* **PROBLEMS TO WORK ON**:
A. According to the autism research interview, who are the two autistic consultants on the project?
B. Continue the autism research interview from where it stops.
**** EXCERPT TO READ
The process was made much easier because we have two autistic consultants on the project. Dr. Claire Evans-Williams, who is an autistic psychologist, and Cos Michael. Claire and Cos were really great in working with me to put together this huge wodge of information that we sent to people that had everything that you could ever want to know, and I think that helped. We actually didn’t have anyone who said they were going to come in and didn’t come in, which is a miracle. It was really great, we had really, really brilliant participants. That made it a lot easier. Logistically, it was difficult in terms of getting… I mean, it’s hard enough to get eight of your pals to get down to the pub at the same time together, so getting eight people to come in and do a thing is pretty tough. So that was hard.

And also, I think another thing that could have gone wrong from a more scientific angle is we could have really picked bad tasks. So the diffusion chain stuff has been used pretty extensively in cultural evolution psychology—which isn’t my background at all. It’s not been used in autism. As far as I know, it’s not been used in autism in adults at all. And we wanted to make sure we picked a task to use in the diffusion chain tasks that was not going to be systematically more difficult for autistic people. So we didn’t want to have a task that the neurotypical people would be fine at and the autistic people wouldn’t because they were autistic. We didn’t want to have anything that was too fine motor-oriented, or had horrible sensory stuff, or had a big language load, or had all these kind of different things that we know that autistic people might particularly struggle with, especially in a stressful situation like this. So we worked for a really long time to find tasks that would be okay and would be possible and acceptable and fun and that was difficult, scientifically as well.
********
**** SUPPLIED MATERIAL
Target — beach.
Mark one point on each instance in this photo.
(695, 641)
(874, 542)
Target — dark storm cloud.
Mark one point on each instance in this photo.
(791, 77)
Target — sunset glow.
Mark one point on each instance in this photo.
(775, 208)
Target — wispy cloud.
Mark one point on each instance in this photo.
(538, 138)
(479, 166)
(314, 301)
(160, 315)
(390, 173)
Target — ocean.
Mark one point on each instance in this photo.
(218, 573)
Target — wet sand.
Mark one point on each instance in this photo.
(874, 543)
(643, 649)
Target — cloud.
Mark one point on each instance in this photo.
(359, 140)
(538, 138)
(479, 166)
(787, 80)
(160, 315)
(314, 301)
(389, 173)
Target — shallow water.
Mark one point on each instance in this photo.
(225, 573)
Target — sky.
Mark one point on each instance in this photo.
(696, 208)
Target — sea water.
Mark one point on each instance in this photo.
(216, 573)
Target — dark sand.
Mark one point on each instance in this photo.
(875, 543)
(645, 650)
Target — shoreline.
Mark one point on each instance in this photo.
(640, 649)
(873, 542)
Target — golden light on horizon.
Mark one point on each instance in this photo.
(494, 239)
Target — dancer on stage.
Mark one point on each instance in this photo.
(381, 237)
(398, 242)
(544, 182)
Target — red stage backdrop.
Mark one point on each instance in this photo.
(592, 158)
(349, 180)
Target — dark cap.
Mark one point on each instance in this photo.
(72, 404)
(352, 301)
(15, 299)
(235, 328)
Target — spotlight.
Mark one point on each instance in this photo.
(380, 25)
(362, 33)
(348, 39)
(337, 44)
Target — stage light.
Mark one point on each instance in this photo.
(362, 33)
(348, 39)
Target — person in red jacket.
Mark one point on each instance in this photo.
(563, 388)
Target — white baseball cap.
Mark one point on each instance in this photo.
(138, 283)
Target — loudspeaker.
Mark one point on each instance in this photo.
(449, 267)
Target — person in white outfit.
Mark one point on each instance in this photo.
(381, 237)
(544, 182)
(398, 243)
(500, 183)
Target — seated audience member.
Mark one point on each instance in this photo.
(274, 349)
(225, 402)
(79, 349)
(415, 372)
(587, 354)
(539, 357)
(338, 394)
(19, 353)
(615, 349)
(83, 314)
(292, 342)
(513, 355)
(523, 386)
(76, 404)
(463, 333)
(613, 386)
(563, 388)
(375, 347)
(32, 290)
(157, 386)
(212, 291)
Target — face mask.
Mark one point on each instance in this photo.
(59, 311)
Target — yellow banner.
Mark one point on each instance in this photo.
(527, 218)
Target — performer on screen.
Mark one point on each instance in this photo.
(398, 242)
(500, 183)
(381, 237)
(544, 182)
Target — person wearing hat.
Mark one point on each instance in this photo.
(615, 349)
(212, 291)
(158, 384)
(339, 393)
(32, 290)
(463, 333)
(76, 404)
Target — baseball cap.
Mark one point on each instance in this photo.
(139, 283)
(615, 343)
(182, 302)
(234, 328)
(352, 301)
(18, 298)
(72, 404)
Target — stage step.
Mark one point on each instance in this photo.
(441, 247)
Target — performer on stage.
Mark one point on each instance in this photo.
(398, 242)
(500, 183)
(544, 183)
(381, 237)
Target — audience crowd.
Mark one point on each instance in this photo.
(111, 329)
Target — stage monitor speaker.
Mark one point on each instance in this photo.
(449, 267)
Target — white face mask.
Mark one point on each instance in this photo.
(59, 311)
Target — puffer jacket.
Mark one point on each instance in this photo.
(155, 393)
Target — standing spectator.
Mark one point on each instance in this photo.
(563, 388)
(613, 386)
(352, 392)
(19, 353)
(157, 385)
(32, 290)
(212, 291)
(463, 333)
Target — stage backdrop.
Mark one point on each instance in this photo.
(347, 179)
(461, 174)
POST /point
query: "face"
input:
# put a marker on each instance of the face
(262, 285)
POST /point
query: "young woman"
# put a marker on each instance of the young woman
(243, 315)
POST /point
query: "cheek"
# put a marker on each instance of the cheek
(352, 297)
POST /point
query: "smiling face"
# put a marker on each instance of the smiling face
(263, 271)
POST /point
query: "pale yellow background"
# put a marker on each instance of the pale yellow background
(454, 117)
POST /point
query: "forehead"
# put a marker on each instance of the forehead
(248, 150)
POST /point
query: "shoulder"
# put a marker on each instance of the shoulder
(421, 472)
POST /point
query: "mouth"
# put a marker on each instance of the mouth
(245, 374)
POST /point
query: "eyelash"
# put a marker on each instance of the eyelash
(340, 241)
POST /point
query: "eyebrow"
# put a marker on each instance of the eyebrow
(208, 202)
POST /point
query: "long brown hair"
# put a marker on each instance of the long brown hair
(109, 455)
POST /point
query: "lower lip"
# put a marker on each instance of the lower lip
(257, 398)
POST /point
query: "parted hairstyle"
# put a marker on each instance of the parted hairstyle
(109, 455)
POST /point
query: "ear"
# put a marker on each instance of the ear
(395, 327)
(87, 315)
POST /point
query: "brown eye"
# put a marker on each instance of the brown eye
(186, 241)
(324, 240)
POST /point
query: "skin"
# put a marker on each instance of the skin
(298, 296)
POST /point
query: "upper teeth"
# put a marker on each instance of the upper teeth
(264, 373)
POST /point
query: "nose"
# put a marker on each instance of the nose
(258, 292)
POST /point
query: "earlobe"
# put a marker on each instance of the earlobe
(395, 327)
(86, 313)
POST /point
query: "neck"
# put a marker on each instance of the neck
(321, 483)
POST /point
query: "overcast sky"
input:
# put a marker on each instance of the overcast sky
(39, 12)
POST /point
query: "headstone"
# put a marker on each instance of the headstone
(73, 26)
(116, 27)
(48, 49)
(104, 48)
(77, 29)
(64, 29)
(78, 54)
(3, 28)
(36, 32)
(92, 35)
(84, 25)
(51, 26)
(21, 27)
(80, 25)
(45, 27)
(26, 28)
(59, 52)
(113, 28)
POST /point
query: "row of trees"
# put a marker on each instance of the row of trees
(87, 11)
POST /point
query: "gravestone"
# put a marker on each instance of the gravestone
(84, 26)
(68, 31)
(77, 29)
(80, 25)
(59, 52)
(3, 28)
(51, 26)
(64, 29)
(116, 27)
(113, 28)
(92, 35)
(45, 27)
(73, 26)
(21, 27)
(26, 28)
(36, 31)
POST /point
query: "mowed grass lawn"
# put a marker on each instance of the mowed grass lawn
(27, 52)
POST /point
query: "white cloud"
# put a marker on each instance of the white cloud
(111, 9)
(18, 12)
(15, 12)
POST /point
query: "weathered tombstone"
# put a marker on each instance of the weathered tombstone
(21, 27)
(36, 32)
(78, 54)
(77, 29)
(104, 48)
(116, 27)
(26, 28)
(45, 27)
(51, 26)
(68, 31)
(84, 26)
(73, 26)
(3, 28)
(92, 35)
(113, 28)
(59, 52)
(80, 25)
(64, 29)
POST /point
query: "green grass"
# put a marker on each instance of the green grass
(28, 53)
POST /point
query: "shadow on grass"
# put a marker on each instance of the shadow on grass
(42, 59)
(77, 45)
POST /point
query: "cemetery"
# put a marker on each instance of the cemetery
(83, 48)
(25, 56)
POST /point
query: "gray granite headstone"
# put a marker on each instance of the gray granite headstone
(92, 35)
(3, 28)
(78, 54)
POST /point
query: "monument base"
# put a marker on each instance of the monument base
********
* **EXERCISE ANSWERS**:
A. Dr. Claire Evans-Williams, an autistic psychologist, and Cos Michael.

B.
Because you want to get something where you’re going to get a good amount of variance in your data, so you need a task that you can score within a range where you can then get good statistics. It’s difficult to come up with a task that does all of these things that you normally get in scientific tasks but that can still be kind of very measurable in a concrete way. We could have just picked the wrong task and it could have all gone horribly wrong.

TPGA: How has your study been received?

Dr. Crompton: I think it’s been received pretty positively. Obviously, this study comes off the back of a lot of autistic people telling us about their experiences, and saying that they feel more comfortable with other autistic people—so they’re probably reading this and saying, “yes, I know,” which is fine [laughs]. First person accounts are so important. It’s what the study was based on. But to make impact at policy level you need to have data for it as well. It’s just the way of the world. So we needed some data for it even if it did state the obvious to a lot of people.

TPGA: We talk about about that a lot when we discuss research at TPGA. Much of the time, it doesn’t matter if you know; you have to show.

Dr. Crompton: Yeah, exactly. And I think the thing is a few people have said, “that’s very obvious,” and it might be obvious to them—but it’s not obvious to everyone else. It’s really not. And it’s not in the narrative that we’re getting about autism in this public dissemination of autism knowledge and autism awareness, so it’s kind of important that we’ve got the data to back that up.

We’ve had a huge amount of really, really positive feedback, and a lot of people saying it really resonates with them. They’ve said that it’s been really nice for them to see that this is a “real” effect, it’s not something that they’re imagining: there’s numbers to back it up.

I think the most important thing the data shows is that autistic people can communicate just fine in the right situation. We’ve had a really nice response of people saying, “thank you for showing that I’m not doing it wrong, I’m just doing it differently,” which is great, so it’s been really nice.

TPGA: How would you like the findings of your study to affect approaches of professionals to supporting autistic people in the real world?

Dr. Crompton: [laughter] …. so…

TPGA: Well, you alluded to this in your previous answer by saying that you can’t change policy if you don’t have data.

Dr. Crompton: Yeah, so I think there’s a few interesting ways that this could be taken forward. I think, most importantly, it’s a pretty radical finding so I think we need replications, and we need similar studies showing similar things. In saying that, there’s work at this conference that’s being shown by Brett Heasman and Kerrianne Morrison and it’s all converging on this same narrative, so there’s this growing body of evidence suggesting the same thing.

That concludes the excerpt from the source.